Gather every line of the data below that contains the string "most", and reproduce each such line unchanged.

>> begin Data for this exercise

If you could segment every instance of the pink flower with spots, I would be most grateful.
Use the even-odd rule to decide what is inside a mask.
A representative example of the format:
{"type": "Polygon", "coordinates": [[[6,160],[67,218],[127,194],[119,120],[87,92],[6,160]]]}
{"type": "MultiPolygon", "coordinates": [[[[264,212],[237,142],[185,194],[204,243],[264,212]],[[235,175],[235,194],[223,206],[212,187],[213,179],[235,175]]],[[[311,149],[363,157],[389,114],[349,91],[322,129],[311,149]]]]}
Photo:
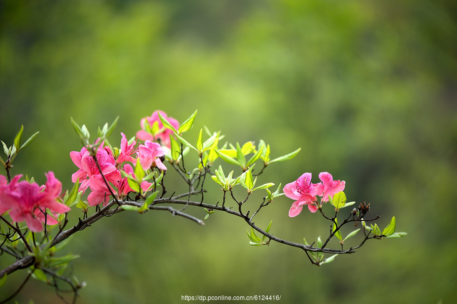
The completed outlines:
{"type": "Polygon", "coordinates": [[[311,182],[311,173],[304,173],[296,181],[284,186],[283,191],[285,196],[295,200],[289,210],[290,217],[298,215],[302,212],[303,205],[307,205],[311,212],[317,211],[315,204],[317,201],[317,192],[316,185],[311,182]]]}
{"type": "MultiPolygon", "coordinates": [[[[83,147],[81,152],[72,151],[70,157],[79,170],[72,175],[72,182],[76,182],[79,179],[80,182],[82,181],[79,186],[80,191],[85,191],[88,187],[91,186],[98,188],[98,183],[102,176],[97,167],[93,158],[90,155],[89,151],[83,147]],[[99,180],[96,180],[99,179],[99,180]]],[[[116,168],[116,161],[112,155],[110,155],[101,147],[99,148],[96,153],[97,161],[102,169],[102,173],[108,182],[116,183],[121,179],[120,173],[116,168]]],[[[103,178],[102,179],[103,180],[103,178]]],[[[92,188],[91,188],[92,190],[92,188]]],[[[107,190],[108,190],[107,189],[107,190]]]]}
{"type": "Polygon", "coordinates": [[[173,131],[164,126],[159,118],[159,112],[175,129],[178,129],[179,127],[179,123],[177,120],[173,117],[168,117],[165,112],[156,111],[151,116],[141,119],[140,125],[142,129],[137,132],[137,137],[142,141],[158,142],[161,145],[170,148],[171,143],[170,141],[170,134],[173,134],[173,131]],[[146,124],[149,128],[147,128],[145,124],[146,124]]]}
{"type": "Polygon", "coordinates": [[[123,133],[121,133],[122,138],[121,140],[120,152],[119,156],[116,160],[116,163],[118,164],[122,163],[124,161],[130,161],[131,162],[135,162],[135,158],[132,156],[136,151],[137,149],[135,148],[135,145],[137,144],[137,141],[134,141],[130,145],[127,141],[127,138],[123,133]]]}
{"type": "Polygon", "coordinates": [[[159,158],[165,155],[165,151],[157,143],[145,141],[144,145],[140,145],[137,154],[140,159],[140,163],[145,170],[154,166],[162,170],[167,170],[167,167],[159,158]]]}
{"type": "Polygon", "coordinates": [[[15,222],[25,221],[28,229],[33,232],[43,230],[42,222],[49,225],[57,223],[53,216],[68,212],[70,207],[59,202],[56,199],[62,191],[62,184],[50,171],[46,174],[47,181],[40,187],[36,183],[27,181],[19,182],[21,175],[15,176],[6,185],[0,178],[0,209],[11,209],[9,215],[15,222]]]}
{"type": "Polygon", "coordinates": [[[321,172],[319,174],[319,179],[322,182],[316,185],[317,195],[322,196],[322,201],[329,201],[329,195],[333,196],[344,190],[346,182],[344,181],[334,181],[332,175],[328,172],[321,172]]]}
{"type": "MultiPolygon", "coordinates": [[[[110,152],[110,149],[105,149],[101,146],[97,150],[96,159],[102,170],[102,173],[107,181],[115,185],[122,178],[122,176],[116,168],[116,161],[110,152]]],[[[85,148],[83,148],[81,152],[70,152],[70,157],[75,164],[79,168],[72,175],[72,181],[76,183],[79,178],[80,181],[82,181],[79,186],[79,190],[85,192],[87,188],[90,188],[92,191],[87,196],[89,205],[94,206],[102,202],[104,205],[106,204],[111,194],[111,191],[105,184],[103,177],[100,174],[97,164],[89,151],[85,148]]],[[[111,186],[110,188],[112,190],[111,186]]],[[[115,192],[114,191],[113,192],[115,192]]]]}
{"type": "Polygon", "coordinates": [[[328,172],[319,174],[320,183],[312,184],[311,174],[305,173],[296,181],[287,184],[283,191],[285,196],[295,199],[289,210],[289,216],[293,217],[302,212],[303,205],[307,205],[309,211],[314,213],[317,211],[317,196],[322,196],[320,201],[329,201],[329,196],[333,196],[344,189],[344,181],[334,181],[328,172]]]}

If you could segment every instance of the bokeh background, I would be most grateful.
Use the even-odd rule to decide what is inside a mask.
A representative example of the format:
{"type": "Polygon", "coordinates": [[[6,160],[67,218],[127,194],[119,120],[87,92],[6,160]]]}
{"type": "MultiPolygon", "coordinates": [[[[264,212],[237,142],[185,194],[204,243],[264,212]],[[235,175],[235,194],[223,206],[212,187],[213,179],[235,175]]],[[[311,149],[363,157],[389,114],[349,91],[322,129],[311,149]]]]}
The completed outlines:
{"type": "MultiPolygon", "coordinates": [[[[273,157],[301,147],[262,181],[283,185],[312,172],[315,183],[331,172],[346,181],[349,200],[371,204],[381,227],[395,215],[397,231],[409,233],[318,267],[296,248],[250,246],[247,226],[227,214],[202,227],[168,213],[124,212],[66,248],[81,255],[73,272],[87,286],[79,302],[457,299],[454,1],[2,0],[0,16],[0,139],[11,145],[21,124],[24,137],[40,132],[13,174],[43,183],[51,170],[72,186],[69,153],[80,143],[70,117],[94,136],[119,115],[110,138],[119,145],[121,131],[134,136],[155,110],[182,122],[198,109],[189,140],[206,125],[234,143],[263,139],[273,157]]],[[[215,202],[221,193],[211,183],[207,197],[215,202]]],[[[272,233],[298,242],[328,235],[317,214],[289,218],[291,202],[275,200],[256,223],[273,220],[272,233]]],[[[82,214],[71,216],[70,224],[82,214]]],[[[0,256],[2,267],[10,262],[0,256]]],[[[23,290],[19,303],[61,302],[40,282],[23,290]]]]}

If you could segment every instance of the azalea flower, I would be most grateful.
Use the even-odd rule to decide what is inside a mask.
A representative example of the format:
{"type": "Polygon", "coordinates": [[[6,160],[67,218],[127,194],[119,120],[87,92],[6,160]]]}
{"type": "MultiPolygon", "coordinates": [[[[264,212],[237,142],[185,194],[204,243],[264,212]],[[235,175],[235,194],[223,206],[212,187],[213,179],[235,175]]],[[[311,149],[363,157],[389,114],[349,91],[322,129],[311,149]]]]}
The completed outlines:
{"type": "Polygon", "coordinates": [[[287,184],[283,191],[285,196],[295,199],[289,210],[289,216],[293,217],[302,212],[303,206],[308,205],[309,211],[314,213],[317,211],[317,196],[321,196],[321,202],[329,201],[329,196],[333,196],[344,190],[344,181],[334,181],[332,175],[328,172],[319,174],[320,183],[312,184],[311,182],[311,173],[304,173],[297,180],[287,184]]]}
{"type": "MultiPolygon", "coordinates": [[[[70,157],[73,163],[79,168],[72,175],[72,182],[73,183],[76,183],[78,179],[80,181],[82,181],[79,190],[85,192],[89,187],[91,187],[91,190],[92,187],[99,188],[99,182],[101,178],[103,180],[103,178],[95,160],[85,147],[83,147],[81,152],[71,152],[70,157]]],[[[114,158],[106,150],[99,148],[97,150],[96,159],[102,169],[102,173],[108,182],[116,183],[121,179],[122,177],[116,168],[114,158]]]]}
{"type": "MultiPolygon", "coordinates": [[[[39,232],[43,230],[44,212],[55,216],[56,214],[70,211],[70,207],[56,200],[62,192],[61,183],[52,171],[46,176],[47,181],[41,187],[36,183],[19,182],[21,175],[14,177],[8,185],[0,178],[0,212],[4,212],[5,208],[11,209],[9,215],[14,221],[25,221],[30,231],[39,232]]],[[[46,217],[47,224],[57,222],[52,216],[46,217]]]]}
{"type": "Polygon", "coordinates": [[[122,138],[121,140],[120,152],[119,154],[119,156],[117,157],[117,159],[116,160],[116,163],[122,163],[123,161],[135,162],[135,158],[133,157],[132,155],[137,151],[137,149],[135,148],[137,141],[134,141],[132,144],[129,145],[125,135],[123,133],[121,132],[121,136],[122,137],[122,138]]]}
{"type": "Polygon", "coordinates": [[[319,174],[319,179],[322,182],[316,185],[317,195],[322,196],[322,201],[329,201],[329,195],[332,198],[339,192],[344,190],[346,182],[344,181],[334,181],[332,175],[328,172],[321,172],[319,174]]]}
{"type": "Polygon", "coordinates": [[[292,207],[289,210],[289,216],[293,217],[302,212],[303,206],[308,205],[308,208],[311,212],[317,211],[315,203],[317,201],[316,197],[317,189],[316,185],[311,182],[311,173],[304,173],[296,181],[286,184],[283,191],[285,196],[295,199],[292,207]]]}
{"type": "Polygon", "coordinates": [[[170,148],[171,143],[170,141],[170,134],[173,134],[173,131],[164,126],[164,124],[159,118],[159,113],[175,129],[178,129],[178,128],[179,127],[179,123],[177,120],[173,117],[168,117],[165,112],[161,111],[156,111],[152,113],[151,116],[141,119],[140,125],[142,129],[137,132],[137,137],[142,141],[157,141],[160,144],[170,148]],[[152,133],[146,128],[145,124],[149,125],[152,133]]]}
{"type": "Polygon", "coordinates": [[[146,141],[144,145],[140,145],[137,154],[140,159],[141,166],[145,170],[149,169],[151,166],[157,166],[162,170],[167,170],[167,167],[159,158],[165,155],[165,151],[157,143],[146,141]]]}
{"type": "MultiPolygon", "coordinates": [[[[107,181],[115,185],[122,176],[116,168],[116,161],[110,152],[110,149],[104,148],[102,145],[97,150],[96,157],[102,169],[102,174],[107,181]]],[[[90,188],[92,191],[87,196],[89,205],[94,206],[102,202],[104,205],[106,204],[111,191],[113,193],[116,191],[113,190],[111,186],[111,191],[108,188],[97,164],[87,149],[83,147],[81,152],[72,151],[70,152],[70,157],[76,166],[79,168],[72,175],[72,181],[76,183],[79,179],[79,181],[82,181],[79,190],[84,192],[87,188],[90,188]]]]}

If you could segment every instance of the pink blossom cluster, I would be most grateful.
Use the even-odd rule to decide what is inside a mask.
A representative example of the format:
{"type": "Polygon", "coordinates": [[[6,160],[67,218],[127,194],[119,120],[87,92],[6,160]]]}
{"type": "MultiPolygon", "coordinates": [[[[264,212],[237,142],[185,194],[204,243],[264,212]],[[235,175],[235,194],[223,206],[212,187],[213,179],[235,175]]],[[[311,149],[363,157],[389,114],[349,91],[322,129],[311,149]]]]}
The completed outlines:
{"type": "MultiPolygon", "coordinates": [[[[155,116],[157,120],[160,123],[159,125],[159,126],[160,126],[162,125],[161,123],[158,119],[158,116],[156,113],[155,112],[155,116]]],[[[164,117],[167,117],[165,113],[161,112],[160,114],[164,117]]],[[[154,117],[154,114],[152,117],[154,117]]],[[[150,123],[152,118],[146,117],[142,119],[142,121],[146,119],[150,123]]],[[[175,120],[173,121],[173,123],[174,121],[176,121],[177,124],[178,123],[177,121],[175,120]]],[[[134,173],[133,165],[134,166],[137,163],[137,159],[142,167],[145,170],[154,167],[157,167],[161,170],[167,170],[167,167],[160,159],[160,158],[165,155],[165,150],[159,143],[153,142],[147,139],[160,139],[160,142],[162,144],[166,144],[167,142],[165,141],[165,139],[168,138],[168,143],[169,144],[170,139],[168,137],[168,133],[167,133],[169,130],[162,127],[161,132],[155,134],[155,137],[150,134],[149,134],[150,137],[146,136],[145,134],[147,132],[145,133],[145,131],[143,131],[143,132],[139,131],[137,136],[140,139],[146,139],[144,144],[139,144],[138,146],[136,146],[137,143],[136,139],[128,144],[125,135],[123,133],[121,133],[122,139],[120,149],[117,157],[115,156],[109,147],[105,146],[104,143],[102,143],[99,147],[96,155],[97,162],[100,166],[100,169],[94,158],[85,147],[83,147],[79,152],[70,152],[72,160],[79,168],[79,170],[72,175],[72,181],[73,183],[76,183],[77,180],[82,181],[79,187],[80,191],[84,192],[88,188],[90,189],[90,193],[87,197],[87,201],[90,206],[96,206],[100,204],[106,205],[109,200],[112,193],[116,196],[117,199],[121,199],[125,197],[129,192],[133,191],[134,190],[128,185],[127,178],[122,178],[120,172],[123,171],[128,175],[135,178],[136,177],[134,173]]],[[[151,183],[146,181],[143,181],[141,185],[141,189],[145,192],[148,191],[151,186],[151,183]]]]}
{"type": "Polygon", "coordinates": [[[137,137],[142,141],[157,142],[162,145],[170,148],[171,145],[170,141],[170,135],[173,134],[173,131],[164,126],[164,124],[159,118],[159,113],[175,129],[177,129],[179,127],[179,123],[177,120],[173,117],[169,117],[165,112],[159,110],[156,111],[150,116],[141,119],[140,125],[142,129],[137,132],[137,137]],[[156,131],[154,132],[149,131],[145,127],[145,124],[146,123],[149,125],[150,130],[156,130],[156,131]],[[154,125],[155,125],[155,128],[154,125]]]}
{"type": "Polygon", "coordinates": [[[42,222],[47,225],[58,223],[58,215],[68,212],[70,208],[57,201],[62,183],[52,171],[46,176],[47,181],[40,186],[36,183],[19,181],[22,175],[15,176],[9,183],[0,175],[0,215],[9,210],[13,221],[25,221],[33,232],[43,230],[42,222]]]}
{"type": "Polygon", "coordinates": [[[308,205],[311,212],[317,211],[317,196],[321,196],[321,202],[329,201],[329,196],[333,196],[344,189],[344,181],[334,181],[332,175],[328,172],[321,172],[319,179],[321,182],[313,184],[311,173],[303,174],[296,181],[287,184],[283,191],[285,196],[295,199],[289,210],[289,216],[293,217],[302,212],[303,205],[308,205]]]}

>> end Data for this exercise

#### [Complete output]
If you could segment every instance of the pink flower with spots, I would be most grateful.
If you could segment every instance of the bokeh background, I would be most grateful.
If you could segment every instance of the azalea flower, I would be most grateful.
If you could segment every instance of the pink blossom cluster, I would be most grateful.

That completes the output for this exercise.